_Requirements_:
1. In the forum thread about KQED reception problems, which Dish channel number carries KQED?
2. Carry the forum thread about KQED reception problems forward from its last post.

# KQED reception problems w/ 921



## 4joe2c (Jan 17, 2005)

Is anyone else having reception problems with KQED (Dish channel #8226), the PBS station in the San Francisco Bay Area? My reception is ONLY via Dish (no OTA is possible in my remote region). This is the *only* station on which I have this problem: diagnonal lines that cover the entire screen from the upper left of the screen to the lower right. The lines resemble those faint diagnonal lines on the wallpaper at the top of this site's screen. Sometimes, the lines are moving diagonaly from top to bottom and sometimes from bottom to top. Occasionally, they are stationary. The lines are gray in color, about 1/8 inch thick, and separated by about 1/8 inch of space, just like those in the wallpaper; they are a fairly dark gray, so that they interfere with all picture quality on this channel. It doesn't matter if the receiver set for HD or SD, and doesn't matter what picture size is used. Problem is also seen clearly when I use the channel guide and the picture is reduced to a tight square. I spoke to a Dish tech a month ago, and heard nothing back, after issue was to be submitted for review. Called again today, and they still have no clue. They say that KQED is broadcast on same satellite as other Bay Area stations, and since I have no reception problems with them, it must be KQED. I also receive a channel called PBS-U, which I think is a national feed, and do not have this problem. This is not weather related; weather has been glorious for past two+ weeks. Waiting for a contact from KQED. Does anyone have any clues or similar experience??


----------



## madbrain (Dec 10, 2004)

I don't subscribe to the dish locals, but I get KQED OTA just fine - no problems with the signal at all, all 5 digital channels (1 HD and 1 SD after 8pm; or 4 SD channels uring the day). I haven't seen the problem you mentioned with KQED . The picture is perfect. So I doubt the problem originates at KQED. It must be with Dish's retransmission.

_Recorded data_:
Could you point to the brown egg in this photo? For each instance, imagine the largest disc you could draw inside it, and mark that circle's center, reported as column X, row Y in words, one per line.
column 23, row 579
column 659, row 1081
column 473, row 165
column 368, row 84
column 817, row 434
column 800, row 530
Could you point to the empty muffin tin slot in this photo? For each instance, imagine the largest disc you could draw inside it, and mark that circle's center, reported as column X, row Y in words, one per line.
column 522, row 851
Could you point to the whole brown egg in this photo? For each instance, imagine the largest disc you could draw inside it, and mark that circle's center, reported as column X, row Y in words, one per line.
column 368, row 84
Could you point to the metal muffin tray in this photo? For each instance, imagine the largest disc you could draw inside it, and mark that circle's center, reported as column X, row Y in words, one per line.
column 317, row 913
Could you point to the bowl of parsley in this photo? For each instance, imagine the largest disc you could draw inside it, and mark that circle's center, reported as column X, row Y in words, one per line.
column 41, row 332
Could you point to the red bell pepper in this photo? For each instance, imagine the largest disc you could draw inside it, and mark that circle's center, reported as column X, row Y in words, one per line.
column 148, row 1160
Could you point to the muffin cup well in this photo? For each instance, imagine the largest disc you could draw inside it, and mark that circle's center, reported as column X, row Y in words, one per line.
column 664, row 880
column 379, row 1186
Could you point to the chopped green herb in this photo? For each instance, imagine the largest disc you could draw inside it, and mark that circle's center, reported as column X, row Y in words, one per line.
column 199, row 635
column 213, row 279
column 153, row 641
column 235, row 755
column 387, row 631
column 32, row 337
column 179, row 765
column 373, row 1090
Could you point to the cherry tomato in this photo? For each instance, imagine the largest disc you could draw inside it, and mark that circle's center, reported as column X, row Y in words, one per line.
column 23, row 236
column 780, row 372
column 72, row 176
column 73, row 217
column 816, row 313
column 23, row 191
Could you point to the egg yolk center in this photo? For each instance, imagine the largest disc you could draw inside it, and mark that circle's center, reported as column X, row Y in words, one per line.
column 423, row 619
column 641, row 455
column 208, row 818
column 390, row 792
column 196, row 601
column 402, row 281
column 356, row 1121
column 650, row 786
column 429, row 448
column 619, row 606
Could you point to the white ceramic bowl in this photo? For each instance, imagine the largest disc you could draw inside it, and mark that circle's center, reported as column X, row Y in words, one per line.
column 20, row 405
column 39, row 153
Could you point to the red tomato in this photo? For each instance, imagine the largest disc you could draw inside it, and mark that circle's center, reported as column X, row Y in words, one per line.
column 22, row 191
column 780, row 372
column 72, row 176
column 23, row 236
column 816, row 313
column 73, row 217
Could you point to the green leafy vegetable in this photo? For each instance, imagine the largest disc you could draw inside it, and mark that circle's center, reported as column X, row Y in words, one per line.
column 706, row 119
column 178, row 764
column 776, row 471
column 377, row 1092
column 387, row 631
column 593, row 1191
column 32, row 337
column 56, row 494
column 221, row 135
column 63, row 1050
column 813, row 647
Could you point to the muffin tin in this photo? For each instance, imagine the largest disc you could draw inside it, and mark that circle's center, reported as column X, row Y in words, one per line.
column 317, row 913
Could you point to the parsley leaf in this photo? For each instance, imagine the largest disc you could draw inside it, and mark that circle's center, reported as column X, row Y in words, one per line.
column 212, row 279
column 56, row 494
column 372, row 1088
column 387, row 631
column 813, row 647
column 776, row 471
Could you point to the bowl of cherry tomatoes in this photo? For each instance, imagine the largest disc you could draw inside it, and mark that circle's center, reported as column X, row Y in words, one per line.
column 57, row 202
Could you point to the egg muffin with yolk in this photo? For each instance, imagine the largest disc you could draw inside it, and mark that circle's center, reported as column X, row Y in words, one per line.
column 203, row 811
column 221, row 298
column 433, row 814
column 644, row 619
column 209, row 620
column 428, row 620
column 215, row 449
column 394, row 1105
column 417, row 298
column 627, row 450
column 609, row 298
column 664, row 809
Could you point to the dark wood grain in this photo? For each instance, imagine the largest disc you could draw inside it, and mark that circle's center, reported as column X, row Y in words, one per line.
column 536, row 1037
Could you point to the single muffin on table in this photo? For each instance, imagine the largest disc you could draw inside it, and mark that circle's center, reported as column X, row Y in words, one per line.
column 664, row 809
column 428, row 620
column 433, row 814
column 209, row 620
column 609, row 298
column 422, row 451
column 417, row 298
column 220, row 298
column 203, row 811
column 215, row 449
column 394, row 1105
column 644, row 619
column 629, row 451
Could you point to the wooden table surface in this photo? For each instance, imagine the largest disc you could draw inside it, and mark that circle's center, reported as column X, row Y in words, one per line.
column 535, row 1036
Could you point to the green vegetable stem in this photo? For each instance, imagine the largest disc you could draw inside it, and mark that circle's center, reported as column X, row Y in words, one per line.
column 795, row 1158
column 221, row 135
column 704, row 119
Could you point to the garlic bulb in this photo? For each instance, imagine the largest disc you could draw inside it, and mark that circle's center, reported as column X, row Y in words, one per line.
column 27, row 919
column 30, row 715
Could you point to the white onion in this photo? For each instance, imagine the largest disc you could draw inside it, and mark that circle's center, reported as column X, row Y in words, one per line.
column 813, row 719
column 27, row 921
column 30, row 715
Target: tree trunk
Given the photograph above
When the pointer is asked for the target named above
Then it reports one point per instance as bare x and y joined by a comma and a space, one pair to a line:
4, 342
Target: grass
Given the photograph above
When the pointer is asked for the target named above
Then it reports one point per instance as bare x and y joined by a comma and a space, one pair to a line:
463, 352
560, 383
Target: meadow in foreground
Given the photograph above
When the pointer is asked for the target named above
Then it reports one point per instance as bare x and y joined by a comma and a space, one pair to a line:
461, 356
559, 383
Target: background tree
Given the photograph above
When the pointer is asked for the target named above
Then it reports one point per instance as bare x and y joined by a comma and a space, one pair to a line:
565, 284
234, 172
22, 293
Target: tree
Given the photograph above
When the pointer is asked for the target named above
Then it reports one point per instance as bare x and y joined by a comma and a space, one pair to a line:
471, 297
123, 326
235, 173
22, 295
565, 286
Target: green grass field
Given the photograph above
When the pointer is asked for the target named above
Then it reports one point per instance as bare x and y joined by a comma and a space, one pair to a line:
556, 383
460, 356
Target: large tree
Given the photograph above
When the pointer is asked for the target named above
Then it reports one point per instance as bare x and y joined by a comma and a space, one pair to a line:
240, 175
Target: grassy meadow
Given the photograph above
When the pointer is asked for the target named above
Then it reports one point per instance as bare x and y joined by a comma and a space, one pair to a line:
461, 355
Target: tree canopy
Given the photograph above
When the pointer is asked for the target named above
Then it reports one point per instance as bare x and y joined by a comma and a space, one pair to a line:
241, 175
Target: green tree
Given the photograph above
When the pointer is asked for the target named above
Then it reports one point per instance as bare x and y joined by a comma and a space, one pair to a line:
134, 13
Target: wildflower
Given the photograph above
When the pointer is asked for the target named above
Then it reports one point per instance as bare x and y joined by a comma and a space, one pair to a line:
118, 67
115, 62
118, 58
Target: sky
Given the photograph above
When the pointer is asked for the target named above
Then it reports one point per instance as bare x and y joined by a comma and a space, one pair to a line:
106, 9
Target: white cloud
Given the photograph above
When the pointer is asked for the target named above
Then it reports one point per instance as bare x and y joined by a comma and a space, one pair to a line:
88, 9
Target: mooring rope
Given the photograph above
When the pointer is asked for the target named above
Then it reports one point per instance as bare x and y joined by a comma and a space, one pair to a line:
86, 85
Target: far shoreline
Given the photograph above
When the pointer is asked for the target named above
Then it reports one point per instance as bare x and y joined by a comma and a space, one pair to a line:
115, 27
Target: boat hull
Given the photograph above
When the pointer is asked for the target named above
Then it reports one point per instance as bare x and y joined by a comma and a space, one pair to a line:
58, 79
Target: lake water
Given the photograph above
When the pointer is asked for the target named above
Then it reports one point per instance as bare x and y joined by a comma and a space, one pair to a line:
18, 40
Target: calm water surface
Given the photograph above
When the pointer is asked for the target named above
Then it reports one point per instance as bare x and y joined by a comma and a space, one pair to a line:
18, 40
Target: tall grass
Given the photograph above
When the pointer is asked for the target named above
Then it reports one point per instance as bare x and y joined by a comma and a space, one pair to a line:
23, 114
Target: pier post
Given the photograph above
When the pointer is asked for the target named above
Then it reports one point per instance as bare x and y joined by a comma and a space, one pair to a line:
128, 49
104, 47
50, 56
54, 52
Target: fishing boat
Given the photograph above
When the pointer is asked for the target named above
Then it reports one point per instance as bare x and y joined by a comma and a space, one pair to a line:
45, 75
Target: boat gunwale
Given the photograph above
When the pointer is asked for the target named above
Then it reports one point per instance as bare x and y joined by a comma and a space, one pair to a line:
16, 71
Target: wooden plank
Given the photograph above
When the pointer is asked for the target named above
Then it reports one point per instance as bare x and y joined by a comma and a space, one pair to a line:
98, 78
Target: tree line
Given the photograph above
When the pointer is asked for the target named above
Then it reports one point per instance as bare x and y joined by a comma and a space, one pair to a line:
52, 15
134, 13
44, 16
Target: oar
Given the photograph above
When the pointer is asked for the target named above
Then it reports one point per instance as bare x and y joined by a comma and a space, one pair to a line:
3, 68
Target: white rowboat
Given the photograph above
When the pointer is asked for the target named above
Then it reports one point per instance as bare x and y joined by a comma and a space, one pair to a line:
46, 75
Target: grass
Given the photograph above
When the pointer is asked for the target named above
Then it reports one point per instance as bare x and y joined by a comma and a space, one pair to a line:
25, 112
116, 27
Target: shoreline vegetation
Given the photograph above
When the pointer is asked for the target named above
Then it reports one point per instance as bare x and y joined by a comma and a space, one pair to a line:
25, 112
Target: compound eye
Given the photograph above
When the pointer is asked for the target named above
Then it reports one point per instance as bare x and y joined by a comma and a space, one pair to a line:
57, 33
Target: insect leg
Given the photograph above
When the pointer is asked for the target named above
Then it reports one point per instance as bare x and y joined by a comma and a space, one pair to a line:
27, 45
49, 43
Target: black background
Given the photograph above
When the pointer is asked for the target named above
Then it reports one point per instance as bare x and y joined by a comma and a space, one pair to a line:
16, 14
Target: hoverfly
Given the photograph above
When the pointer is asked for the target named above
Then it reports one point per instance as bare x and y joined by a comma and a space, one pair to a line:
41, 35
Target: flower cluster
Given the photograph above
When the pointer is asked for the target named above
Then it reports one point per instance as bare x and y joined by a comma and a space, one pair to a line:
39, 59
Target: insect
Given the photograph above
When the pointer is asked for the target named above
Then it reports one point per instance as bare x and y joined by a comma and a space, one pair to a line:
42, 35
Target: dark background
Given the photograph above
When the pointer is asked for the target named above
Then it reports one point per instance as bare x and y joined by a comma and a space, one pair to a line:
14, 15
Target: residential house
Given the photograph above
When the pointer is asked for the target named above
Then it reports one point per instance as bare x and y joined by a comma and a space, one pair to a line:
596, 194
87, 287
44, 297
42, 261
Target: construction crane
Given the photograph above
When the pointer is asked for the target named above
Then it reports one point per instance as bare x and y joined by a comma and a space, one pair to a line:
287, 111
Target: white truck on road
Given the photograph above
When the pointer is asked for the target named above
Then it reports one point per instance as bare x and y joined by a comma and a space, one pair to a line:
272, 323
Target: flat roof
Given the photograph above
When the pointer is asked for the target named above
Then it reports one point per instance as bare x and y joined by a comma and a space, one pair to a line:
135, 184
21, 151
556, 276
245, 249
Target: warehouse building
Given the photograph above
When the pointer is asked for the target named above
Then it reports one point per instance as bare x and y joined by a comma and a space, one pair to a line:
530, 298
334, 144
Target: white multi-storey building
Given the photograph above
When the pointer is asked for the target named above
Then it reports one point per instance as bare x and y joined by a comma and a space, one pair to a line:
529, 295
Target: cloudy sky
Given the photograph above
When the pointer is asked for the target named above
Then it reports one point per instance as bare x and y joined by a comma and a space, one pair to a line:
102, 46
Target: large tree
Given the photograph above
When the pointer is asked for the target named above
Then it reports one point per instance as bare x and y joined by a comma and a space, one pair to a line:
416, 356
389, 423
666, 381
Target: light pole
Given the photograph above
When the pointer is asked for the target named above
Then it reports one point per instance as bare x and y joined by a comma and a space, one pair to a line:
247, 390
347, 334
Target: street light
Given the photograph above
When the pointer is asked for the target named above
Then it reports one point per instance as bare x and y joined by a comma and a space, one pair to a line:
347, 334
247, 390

_Replies_:
1. Dish channel #8226.

2.
----------



## bpauld (May 8, 2004)

4joe2c---I have the same problem both on OTA 9 analog and on 
8226. No problems at all on their DTV transmission.

DishPVR 921 - boot 140B, 
flash F052, 
SW L211HECD-N


----------



## Grandude (Oct 21, 2004)

KQED on 9226 is coming in fine for me. No problems at all.


----------



## William_K_F (Apr 20, 2002)

I get KQED OTA perfectly, it is one of the strongest signals I get.

However, I can't get NBC 48-2 KNTV since the last software upgared to 211.


----------



## Mark Lamutt (Mar 24, 2002)

4joe2c - send this to [email protected] (at least I think that's the picture quality problems email address...)


----------



## paulcdavis (Jan 22, 2004)

KQED LIL has been terrible intermittently for the past few weeks. Herringbone pattern distortion, ghosting, and color fading in and out. It's been very noticeable during The News Hour. How is Dish getting the KQED signal? It would seem that their acquisition and transmission of the KQED analog signal to the up-link center has a problem. I have not seen this problem on the other San Francisco LIL channels.


----------



## paulcdavis (Jan 22, 2004)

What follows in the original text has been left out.